[Dataset excerpt]
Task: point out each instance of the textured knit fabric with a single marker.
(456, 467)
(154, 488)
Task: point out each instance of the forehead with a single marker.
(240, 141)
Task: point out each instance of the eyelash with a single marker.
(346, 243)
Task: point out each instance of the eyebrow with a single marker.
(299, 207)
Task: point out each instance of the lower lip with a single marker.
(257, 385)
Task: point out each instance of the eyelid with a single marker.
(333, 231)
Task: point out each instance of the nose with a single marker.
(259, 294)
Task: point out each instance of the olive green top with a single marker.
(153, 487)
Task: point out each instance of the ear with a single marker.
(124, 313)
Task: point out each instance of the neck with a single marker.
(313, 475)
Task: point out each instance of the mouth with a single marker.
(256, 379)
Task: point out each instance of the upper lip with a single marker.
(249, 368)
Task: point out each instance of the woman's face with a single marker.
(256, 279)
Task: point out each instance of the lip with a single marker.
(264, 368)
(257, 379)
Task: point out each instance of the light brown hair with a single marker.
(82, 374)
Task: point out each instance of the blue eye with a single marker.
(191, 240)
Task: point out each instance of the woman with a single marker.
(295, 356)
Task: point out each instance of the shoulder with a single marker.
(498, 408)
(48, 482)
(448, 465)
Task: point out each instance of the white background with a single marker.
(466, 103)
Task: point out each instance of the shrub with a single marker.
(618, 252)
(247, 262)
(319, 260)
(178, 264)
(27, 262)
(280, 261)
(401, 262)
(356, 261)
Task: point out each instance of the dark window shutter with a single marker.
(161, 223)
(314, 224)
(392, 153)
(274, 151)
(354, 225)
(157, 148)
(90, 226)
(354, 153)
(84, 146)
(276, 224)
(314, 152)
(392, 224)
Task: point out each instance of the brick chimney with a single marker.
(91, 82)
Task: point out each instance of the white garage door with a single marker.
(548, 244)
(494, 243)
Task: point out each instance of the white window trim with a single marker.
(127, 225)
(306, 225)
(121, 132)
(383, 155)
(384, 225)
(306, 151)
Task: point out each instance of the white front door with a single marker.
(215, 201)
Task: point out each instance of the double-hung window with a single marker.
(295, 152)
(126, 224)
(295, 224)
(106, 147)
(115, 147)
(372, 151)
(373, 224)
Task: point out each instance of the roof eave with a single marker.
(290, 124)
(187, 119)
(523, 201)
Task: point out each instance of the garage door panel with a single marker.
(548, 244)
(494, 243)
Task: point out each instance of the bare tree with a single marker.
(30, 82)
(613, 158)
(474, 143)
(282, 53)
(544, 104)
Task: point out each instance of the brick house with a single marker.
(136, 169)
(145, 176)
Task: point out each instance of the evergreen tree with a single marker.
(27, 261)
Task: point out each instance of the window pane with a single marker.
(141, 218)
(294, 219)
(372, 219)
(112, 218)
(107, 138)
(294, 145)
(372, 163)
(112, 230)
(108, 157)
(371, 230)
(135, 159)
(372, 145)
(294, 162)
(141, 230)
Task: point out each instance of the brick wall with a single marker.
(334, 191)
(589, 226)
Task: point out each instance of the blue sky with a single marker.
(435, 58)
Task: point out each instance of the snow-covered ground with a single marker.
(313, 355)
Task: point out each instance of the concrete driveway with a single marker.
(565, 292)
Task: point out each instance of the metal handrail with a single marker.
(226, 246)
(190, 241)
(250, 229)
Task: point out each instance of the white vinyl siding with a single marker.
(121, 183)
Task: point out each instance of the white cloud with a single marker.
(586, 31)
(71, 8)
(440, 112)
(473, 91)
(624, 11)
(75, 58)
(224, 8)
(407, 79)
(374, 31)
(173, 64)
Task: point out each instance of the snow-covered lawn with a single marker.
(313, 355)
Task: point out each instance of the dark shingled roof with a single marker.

* * *

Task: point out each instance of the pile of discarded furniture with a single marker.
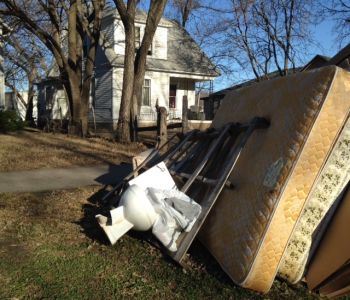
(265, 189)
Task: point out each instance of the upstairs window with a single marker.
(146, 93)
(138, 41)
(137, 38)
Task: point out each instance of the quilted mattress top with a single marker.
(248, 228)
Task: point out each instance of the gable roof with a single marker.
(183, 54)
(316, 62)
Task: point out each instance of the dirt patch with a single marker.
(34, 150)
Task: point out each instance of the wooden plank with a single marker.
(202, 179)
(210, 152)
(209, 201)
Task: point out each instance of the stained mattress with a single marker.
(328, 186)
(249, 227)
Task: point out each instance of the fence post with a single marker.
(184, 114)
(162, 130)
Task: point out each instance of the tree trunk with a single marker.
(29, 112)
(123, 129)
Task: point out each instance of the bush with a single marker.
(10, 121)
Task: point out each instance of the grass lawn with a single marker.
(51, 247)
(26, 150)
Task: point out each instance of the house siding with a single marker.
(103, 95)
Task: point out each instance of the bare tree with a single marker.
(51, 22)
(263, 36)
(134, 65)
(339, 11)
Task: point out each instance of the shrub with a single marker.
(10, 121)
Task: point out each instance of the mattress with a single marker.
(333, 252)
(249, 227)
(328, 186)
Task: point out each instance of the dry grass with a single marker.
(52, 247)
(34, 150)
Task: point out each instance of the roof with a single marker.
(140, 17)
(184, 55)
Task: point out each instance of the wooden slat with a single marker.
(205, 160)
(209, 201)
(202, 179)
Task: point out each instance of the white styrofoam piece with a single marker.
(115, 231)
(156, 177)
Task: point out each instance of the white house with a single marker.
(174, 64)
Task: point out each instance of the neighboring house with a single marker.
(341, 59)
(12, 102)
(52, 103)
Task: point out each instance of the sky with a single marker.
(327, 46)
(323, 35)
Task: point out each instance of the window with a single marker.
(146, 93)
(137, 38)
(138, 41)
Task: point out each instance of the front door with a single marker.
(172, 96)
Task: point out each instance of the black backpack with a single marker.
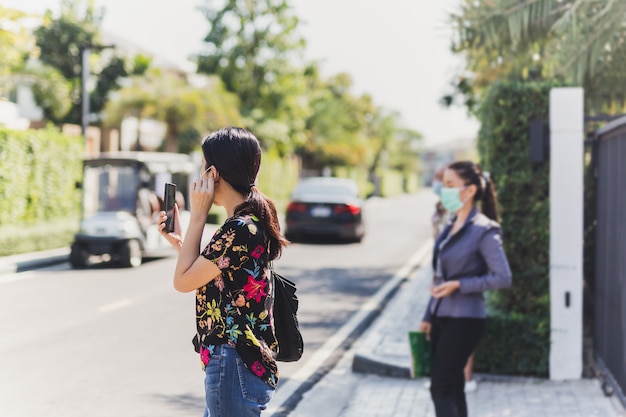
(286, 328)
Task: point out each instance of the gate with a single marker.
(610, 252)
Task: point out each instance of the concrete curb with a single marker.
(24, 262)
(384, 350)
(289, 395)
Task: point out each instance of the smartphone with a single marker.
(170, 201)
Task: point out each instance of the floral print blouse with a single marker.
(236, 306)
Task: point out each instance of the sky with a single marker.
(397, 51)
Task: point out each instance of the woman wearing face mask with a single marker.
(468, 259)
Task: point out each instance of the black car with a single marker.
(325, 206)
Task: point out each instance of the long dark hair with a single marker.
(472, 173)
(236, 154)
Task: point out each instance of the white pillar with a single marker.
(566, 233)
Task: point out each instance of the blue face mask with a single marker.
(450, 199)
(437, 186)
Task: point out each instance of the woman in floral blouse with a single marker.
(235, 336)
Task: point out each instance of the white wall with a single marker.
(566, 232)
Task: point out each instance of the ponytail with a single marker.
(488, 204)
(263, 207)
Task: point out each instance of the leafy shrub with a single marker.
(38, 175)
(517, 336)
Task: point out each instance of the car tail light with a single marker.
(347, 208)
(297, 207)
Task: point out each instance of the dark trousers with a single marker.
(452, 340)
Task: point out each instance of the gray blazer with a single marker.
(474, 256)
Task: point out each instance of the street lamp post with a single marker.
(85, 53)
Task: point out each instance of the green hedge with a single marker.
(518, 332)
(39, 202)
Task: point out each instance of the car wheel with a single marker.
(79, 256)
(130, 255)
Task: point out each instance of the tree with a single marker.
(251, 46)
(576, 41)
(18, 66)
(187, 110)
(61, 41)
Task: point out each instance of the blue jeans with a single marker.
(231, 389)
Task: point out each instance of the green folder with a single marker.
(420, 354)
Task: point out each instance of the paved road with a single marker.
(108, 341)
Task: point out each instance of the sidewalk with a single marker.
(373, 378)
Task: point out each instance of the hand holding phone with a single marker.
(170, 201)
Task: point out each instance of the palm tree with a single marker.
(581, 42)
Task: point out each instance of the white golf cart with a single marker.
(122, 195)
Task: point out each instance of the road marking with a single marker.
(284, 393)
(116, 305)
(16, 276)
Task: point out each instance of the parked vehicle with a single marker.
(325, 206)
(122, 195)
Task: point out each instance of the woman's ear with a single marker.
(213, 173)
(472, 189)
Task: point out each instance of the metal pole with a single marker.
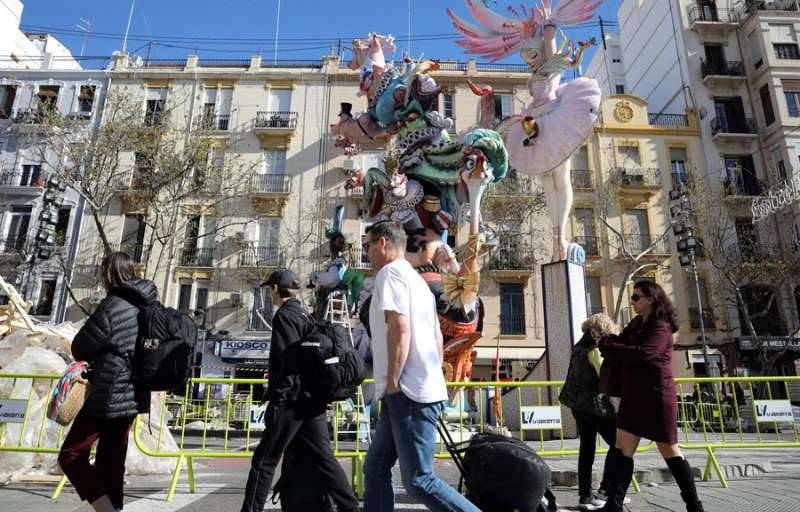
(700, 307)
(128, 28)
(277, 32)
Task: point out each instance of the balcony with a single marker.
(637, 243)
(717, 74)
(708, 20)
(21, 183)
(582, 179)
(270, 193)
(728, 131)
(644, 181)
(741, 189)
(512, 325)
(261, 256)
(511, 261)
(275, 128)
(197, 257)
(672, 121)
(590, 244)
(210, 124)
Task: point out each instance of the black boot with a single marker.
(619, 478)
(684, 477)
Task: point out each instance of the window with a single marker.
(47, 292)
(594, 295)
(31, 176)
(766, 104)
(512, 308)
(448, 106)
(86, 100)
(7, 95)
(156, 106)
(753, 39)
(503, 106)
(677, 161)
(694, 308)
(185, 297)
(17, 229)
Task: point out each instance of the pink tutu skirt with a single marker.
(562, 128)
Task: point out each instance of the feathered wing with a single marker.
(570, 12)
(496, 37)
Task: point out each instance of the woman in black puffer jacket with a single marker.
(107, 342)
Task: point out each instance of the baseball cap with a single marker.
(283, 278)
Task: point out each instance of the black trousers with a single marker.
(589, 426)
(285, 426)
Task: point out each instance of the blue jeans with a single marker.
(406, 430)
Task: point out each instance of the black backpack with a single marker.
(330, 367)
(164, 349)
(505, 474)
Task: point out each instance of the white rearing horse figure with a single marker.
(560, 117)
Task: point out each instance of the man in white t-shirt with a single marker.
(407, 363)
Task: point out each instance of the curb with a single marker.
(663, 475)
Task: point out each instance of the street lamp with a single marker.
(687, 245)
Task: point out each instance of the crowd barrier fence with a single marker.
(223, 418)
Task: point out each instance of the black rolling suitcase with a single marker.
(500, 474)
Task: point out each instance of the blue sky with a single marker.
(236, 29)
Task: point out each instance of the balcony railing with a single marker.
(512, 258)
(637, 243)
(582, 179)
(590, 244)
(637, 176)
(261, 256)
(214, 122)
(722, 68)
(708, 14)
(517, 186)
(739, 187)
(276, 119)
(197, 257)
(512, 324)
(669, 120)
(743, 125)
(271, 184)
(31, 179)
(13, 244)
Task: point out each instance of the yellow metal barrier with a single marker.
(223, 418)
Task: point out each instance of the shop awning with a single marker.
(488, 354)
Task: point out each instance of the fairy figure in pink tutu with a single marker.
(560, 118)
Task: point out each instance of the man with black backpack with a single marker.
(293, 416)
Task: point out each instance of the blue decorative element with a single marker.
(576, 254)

> [TO BE DONE]
Count the lines above that contain the word "figure", and reply with the number alone.

> [WRITTEN RESPONSE]
2